Vorliegender Text

________

Kauf dir ein Buch mit den Fragen(Fischerprüfung leicht gemacht) und lies dir das ein paar mal durch. Du musst allerdings noch an Gerätzusammenstellungen für die prakt. Püfung bekommen. Woher kann ich dir leider nicht sagen, da es bei mir zu lange her ist.
Gruss ROY


----------



## nureinangler (22. September 2011)

*AW: Angelprüfung in 3 Wochen :O!!*



Roy Digerhund schrieb:


> Kauf dir ein Buch mit den Fragen(Fischerprüfung leicht gemacht) und lies dir das ein paar mal durch. Du musst allerdings noch an Gerätzusammenstellungen für die prakt. Püfung bekommen. Woher kann ich dir leider nicht sagen, da es bei mir zu lange her ist.
> Gruss ROY



Bei den Preisen für so manch ein Buch, könnt ich gleich ein Vorbereitungskurs besuchen 
Hab's als Student leider momentan nicht so dicke.
Somit muss das Internet und die darin befindlichen Wissenssammlungen herhalten.


----------



## Anglero (22. September 2011)

*AW: Angelprüfung in 3 Wochen :O!!*

Dieser Link führt z.B. zu den Fragen mit Übungsmöglichkeit usw.:
http://www.asv-nienborg.de/fischerpruefung-nrw

Alles Weitere, wie z.B. Lernsoftware im entsprechenden Thread:
http://www.anglerboard.de/board/showthread.php?t=111402
etwa ab Seite 60: http://www.anglerboard.de/board/showthread.php?t=111402&page=60

Gruß
Anglero


----------



## carphunter1678 (22. September 2011)

________

(Datensätze aus einem Datenbestand)

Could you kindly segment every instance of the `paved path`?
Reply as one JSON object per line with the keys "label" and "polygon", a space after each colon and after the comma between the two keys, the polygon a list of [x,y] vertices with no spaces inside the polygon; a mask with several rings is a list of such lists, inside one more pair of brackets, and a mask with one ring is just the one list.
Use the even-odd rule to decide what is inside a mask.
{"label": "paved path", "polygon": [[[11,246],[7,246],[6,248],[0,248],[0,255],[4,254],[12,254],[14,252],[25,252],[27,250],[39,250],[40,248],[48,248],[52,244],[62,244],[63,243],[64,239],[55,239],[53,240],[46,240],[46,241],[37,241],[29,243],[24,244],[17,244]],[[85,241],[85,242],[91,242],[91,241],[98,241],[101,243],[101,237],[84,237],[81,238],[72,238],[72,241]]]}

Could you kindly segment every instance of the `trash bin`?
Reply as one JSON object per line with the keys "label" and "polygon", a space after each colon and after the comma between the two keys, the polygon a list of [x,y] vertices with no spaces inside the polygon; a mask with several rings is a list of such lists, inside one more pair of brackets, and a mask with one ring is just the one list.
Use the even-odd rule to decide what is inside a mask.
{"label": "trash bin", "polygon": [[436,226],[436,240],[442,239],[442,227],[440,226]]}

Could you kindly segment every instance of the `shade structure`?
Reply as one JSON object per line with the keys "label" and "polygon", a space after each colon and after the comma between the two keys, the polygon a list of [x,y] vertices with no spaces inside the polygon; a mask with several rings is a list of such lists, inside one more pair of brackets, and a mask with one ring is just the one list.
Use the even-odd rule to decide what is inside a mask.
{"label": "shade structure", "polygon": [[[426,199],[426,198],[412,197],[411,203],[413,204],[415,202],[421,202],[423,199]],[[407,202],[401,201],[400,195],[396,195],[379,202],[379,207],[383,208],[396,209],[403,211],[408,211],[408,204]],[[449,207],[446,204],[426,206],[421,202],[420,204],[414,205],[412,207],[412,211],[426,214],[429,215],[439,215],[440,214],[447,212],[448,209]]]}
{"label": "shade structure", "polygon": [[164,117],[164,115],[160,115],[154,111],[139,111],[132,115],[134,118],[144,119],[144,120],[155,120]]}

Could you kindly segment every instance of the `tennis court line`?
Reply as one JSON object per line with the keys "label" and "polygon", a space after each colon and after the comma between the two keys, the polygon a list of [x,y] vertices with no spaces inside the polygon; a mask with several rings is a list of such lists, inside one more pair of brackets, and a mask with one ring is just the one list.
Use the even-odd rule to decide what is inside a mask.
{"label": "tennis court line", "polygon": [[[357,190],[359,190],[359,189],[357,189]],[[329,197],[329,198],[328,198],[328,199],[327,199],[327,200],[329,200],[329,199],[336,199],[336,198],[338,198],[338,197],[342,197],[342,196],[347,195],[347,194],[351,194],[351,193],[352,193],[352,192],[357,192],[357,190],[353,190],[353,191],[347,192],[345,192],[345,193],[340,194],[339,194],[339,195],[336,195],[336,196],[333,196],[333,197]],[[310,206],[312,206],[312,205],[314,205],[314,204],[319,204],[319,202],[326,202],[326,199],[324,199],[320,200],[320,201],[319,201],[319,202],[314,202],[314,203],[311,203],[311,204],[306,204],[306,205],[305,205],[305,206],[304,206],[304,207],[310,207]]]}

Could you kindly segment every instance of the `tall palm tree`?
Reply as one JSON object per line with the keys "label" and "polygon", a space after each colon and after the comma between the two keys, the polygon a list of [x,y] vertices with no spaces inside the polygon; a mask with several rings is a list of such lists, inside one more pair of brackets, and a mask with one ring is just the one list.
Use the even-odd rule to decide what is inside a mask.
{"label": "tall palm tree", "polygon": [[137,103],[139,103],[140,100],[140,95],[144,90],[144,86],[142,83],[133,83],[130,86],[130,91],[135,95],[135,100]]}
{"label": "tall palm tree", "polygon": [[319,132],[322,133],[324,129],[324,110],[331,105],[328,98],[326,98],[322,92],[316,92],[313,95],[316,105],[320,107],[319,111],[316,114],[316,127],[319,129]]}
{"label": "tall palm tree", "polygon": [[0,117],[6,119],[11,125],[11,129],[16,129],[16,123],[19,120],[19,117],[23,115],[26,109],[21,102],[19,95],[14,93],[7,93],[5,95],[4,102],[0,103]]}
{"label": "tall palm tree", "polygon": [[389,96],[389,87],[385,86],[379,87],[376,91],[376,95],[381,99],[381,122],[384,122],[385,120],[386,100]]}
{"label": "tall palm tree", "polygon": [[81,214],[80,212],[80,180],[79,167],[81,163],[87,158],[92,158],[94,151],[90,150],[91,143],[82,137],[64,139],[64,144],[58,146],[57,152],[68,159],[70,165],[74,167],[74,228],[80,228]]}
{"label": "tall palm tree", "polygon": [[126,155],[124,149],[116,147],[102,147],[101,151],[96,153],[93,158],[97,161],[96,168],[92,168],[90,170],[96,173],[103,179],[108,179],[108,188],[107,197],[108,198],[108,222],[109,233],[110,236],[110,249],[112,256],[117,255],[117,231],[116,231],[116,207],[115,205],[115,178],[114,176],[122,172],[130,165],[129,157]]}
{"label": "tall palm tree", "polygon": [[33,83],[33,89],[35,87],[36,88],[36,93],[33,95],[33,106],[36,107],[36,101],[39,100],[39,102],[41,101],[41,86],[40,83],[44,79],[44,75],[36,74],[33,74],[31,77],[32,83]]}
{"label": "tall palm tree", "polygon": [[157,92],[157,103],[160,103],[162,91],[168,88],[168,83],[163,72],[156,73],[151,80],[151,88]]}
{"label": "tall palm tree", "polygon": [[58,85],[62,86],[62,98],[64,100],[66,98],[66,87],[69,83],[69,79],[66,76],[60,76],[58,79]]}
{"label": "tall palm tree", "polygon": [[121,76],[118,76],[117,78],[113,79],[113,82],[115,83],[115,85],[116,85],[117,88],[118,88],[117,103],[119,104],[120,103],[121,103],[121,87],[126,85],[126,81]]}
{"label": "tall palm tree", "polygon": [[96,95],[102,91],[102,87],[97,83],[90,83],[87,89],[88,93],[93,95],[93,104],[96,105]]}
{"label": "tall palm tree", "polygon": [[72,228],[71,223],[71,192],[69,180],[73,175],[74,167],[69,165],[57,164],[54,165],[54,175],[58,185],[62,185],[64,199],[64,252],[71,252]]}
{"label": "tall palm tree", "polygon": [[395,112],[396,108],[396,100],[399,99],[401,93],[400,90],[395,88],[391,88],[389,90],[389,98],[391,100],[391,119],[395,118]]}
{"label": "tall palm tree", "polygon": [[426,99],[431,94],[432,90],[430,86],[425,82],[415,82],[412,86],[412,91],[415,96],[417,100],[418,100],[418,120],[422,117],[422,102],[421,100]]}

________

Arbeitsanweisungen
A - Welches Buch empfiehlt Roy im Forumsthread zur Angelprüfung zum Lernen der Fragen?
B - Schreibe aus dem Forumsthread zur Angelprüfung den Abschnitt von „Bei den Preisen“ bis „Anglero (22. September 2011)“ wortgetreu ab.
Die Datensätze haben mit dem Text nichts zu tun.

Antworten je Aufgabe
A - „Fischerprüfung leicht gemacht“

B -
Bei den Preisen für so manch ein Buch, könnt ich gleich ein Vorbereitungskurs besuchen 
Hab's als Student leider momentan nicht so dicke.
Somit muss das Internet und die darin befindlichen Wissenssammlungen herhalten.


----------



## Anglero (22. September 2011)